Position annotation records:
_ _ _

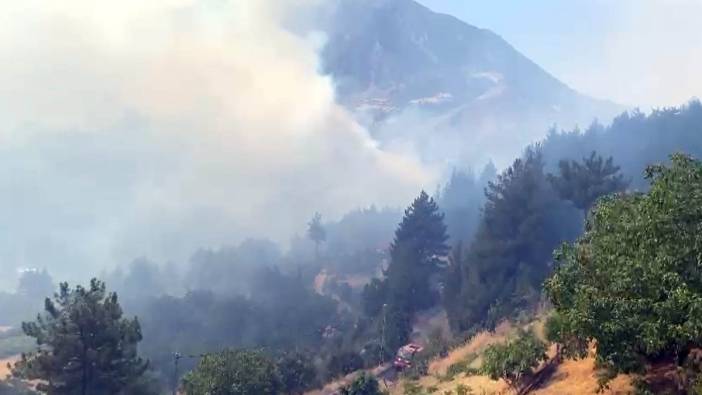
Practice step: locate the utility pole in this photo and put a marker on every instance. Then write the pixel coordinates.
(382, 336)
(176, 358)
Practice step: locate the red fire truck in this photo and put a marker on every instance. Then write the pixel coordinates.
(405, 355)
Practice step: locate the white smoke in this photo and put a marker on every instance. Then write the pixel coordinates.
(154, 127)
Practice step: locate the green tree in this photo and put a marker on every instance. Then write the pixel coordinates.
(503, 270)
(84, 344)
(584, 183)
(558, 331)
(297, 372)
(343, 363)
(233, 372)
(316, 232)
(515, 360)
(632, 282)
(363, 384)
(417, 252)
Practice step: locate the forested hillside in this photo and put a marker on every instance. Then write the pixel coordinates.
(348, 293)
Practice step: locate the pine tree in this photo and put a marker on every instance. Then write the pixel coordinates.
(84, 344)
(583, 183)
(417, 252)
(502, 271)
(316, 232)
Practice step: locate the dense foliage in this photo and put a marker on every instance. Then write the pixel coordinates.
(583, 183)
(632, 282)
(515, 360)
(416, 255)
(502, 270)
(364, 384)
(84, 344)
(233, 372)
(280, 314)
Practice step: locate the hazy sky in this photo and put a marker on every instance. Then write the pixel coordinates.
(144, 128)
(636, 52)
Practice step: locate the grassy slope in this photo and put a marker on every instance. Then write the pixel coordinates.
(572, 377)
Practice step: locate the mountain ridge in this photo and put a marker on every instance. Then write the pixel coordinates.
(460, 82)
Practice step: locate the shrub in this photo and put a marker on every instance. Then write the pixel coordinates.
(514, 360)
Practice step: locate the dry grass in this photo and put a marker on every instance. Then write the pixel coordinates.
(578, 377)
(571, 377)
(476, 345)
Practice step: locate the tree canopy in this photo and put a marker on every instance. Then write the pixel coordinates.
(234, 372)
(514, 360)
(503, 268)
(85, 346)
(417, 251)
(632, 282)
(583, 183)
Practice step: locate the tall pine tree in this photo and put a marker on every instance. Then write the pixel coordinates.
(502, 270)
(417, 252)
(84, 344)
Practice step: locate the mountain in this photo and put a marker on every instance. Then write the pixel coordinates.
(447, 90)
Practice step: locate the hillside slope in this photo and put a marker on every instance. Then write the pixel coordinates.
(429, 80)
(570, 377)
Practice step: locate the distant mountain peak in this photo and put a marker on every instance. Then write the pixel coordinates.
(390, 56)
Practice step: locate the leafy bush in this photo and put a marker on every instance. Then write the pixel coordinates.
(364, 384)
(514, 360)
(233, 372)
(631, 282)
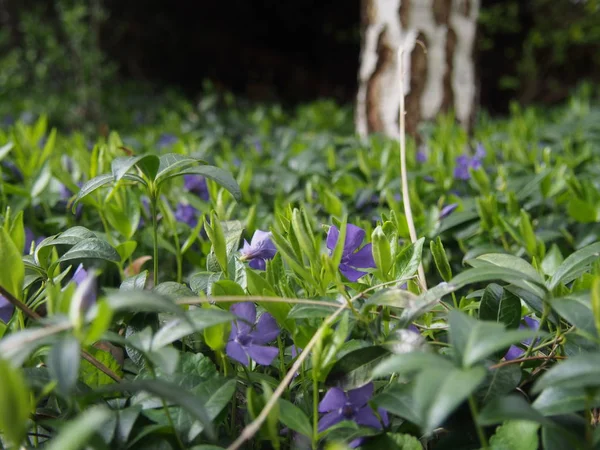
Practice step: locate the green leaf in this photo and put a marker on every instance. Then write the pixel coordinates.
(474, 340)
(408, 260)
(582, 370)
(15, 403)
(63, 363)
(557, 400)
(121, 165)
(93, 248)
(294, 418)
(577, 310)
(398, 400)
(516, 435)
(172, 393)
(575, 265)
(92, 376)
(440, 259)
(76, 433)
(303, 311)
(172, 164)
(508, 408)
(13, 271)
(91, 186)
(439, 392)
(411, 362)
(222, 177)
(500, 306)
(489, 272)
(354, 369)
(194, 321)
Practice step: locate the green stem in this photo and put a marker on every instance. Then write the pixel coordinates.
(154, 212)
(315, 439)
(545, 314)
(478, 427)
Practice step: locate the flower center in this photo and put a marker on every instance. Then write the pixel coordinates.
(347, 411)
(244, 340)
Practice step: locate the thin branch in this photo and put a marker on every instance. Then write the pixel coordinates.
(404, 176)
(252, 428)
(36, 317)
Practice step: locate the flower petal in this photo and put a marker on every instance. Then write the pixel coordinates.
(350, 273)
(258, 264)
(329, 420)
(236, 352)
(266, 329)
(246, 311)
(332, 236)
(513, 353)
(359, 397)
(366, 417)
(354, 237)
(6, 309)
(263, 355)
(362, 259)
(334, 399)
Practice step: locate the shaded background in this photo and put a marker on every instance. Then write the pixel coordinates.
(533, 51)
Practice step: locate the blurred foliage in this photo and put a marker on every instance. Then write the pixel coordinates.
(546, 46)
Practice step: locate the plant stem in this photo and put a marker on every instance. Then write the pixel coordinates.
(478, 427)
(315, 437)
(403, 174)
(153, 201)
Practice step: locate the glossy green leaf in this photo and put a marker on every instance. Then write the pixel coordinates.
(439, 392)
(15, 403)
(294, 418)
(578, 371)
(574, 265)
(76, 433)
(63, 363)
(500, 306)
(516, 435)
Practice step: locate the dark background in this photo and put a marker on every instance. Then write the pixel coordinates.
(532, 51)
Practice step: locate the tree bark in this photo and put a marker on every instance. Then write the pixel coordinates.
(437, 39)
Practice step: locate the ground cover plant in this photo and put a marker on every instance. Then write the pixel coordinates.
(245, 278)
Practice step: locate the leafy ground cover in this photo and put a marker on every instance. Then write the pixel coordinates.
(245, 278)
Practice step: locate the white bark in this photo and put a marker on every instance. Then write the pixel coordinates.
(378, 94)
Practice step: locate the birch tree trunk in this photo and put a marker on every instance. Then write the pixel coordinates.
(439, 74)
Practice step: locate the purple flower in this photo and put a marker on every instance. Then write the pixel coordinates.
(87, 284)
(352, 405)
(6, 309)
(351, 259)
(515, 352)
(258, 250)
(464, 163)
(197, 185)
(166, 140)
(29, 239)
(248, 336)
(187, 214)
(422, 154)
(447, 210)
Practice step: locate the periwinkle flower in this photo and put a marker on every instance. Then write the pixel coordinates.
(86, 287)
(196, 184)
(447, 210)
(351, 258)
(166, 140)
(258, 250)
(187, 214)
(6, 309)
(248, 337)
(515, 352)
(465, 162)
(352, 405)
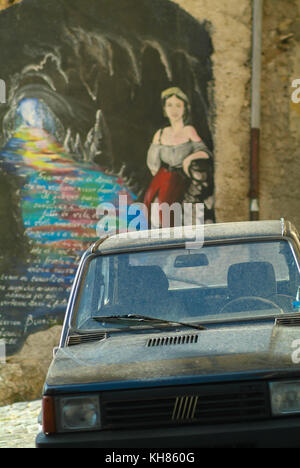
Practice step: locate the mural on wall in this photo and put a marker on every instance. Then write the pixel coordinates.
(101, 101)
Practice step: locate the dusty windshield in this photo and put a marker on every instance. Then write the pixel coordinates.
(213, 283)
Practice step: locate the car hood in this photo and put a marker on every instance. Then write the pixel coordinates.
(130, 359)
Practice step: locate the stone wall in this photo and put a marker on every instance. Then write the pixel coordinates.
(231, 29)
(22, 377)
(280, 123)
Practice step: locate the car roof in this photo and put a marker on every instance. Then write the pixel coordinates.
(195, 236)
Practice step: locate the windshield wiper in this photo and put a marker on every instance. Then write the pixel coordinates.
(145, 318)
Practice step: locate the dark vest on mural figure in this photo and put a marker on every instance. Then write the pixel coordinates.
(83, 100)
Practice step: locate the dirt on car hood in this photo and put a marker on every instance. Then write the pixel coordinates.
(130, 359)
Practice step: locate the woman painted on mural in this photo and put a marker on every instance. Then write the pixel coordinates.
(178, 159)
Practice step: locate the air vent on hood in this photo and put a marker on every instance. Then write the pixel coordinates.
(85, 338)
(289, 321)
(172, 340)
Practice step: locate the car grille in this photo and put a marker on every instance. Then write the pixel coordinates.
(205, 404)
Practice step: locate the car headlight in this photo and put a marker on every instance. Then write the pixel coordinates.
(80, 413)
(285, 397)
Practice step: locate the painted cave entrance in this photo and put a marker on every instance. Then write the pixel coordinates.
(83, 82)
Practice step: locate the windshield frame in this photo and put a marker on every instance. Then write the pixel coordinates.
(72, 310)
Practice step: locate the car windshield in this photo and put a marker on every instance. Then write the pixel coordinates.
(215, 283)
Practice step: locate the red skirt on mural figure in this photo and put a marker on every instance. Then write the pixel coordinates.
(165, 187)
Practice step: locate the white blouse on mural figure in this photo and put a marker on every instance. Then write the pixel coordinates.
(172, 155)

_ _ _

» **Set problem**
Format the lines of the records as a Markdown table with the columns Row and Line, starting at the line that contains "Practice step: locate the woman" and ending at the last line of the records. Number each row and leave out any blank lines.

» **Solved exercise**
| Row | Line |
|---|---|
| 1 | Practice step: locate the woman painted on mural in this photo and put a marker on every instance. Then write the pixel coordinates. |
| 2 | (178, 159) |
| 3 | Practice step: locate the air vent on hood in this photo and put a marker on every instance. Then write the pixel coordinates. |
| 4 | (85, 338) |
| 5 | (289, 321) |
| 6 | (172, 340) |
| 7 | Practice step: locate the car grille in this photo and put a marker on every instance. Then write the pixel coordinates. |
| 8 | (205, 404) |
| 9 | Practice step: locate the car headlight in this photo and put a marker on every instance. Then write the pixel coordinates. |
| 10 | (80, 413) |
| 11 | (285, 397) |
| 12 | Practice step: locate the painted cave entrance in this photo and put a marker on every instance. Then write the pixel coordinates. |
| 13 | (83, 82) |
| 14 | Practice step: locate the windshield frame in this photo and put a marker on every instance. Then write the pixel coordinates. |
| 15 | (72, 310) |
| 16 | Practice step: locate the car windshield in this photo and put a marker on every instance. Then write the pixel coordinates. |
| 17 | (215, 283) |
| 18 | Practice step: locate the red skirt on mural figure in this photo and put a marker on every instance. Then write the pixel coordinates. |
| 19 | (165, 187) |
| 20 | Practice step: locate the white blouse on mural figure in this photo and put a marker on every instance. Then write the pixel coordinates. |
| 21 | (172, 155) |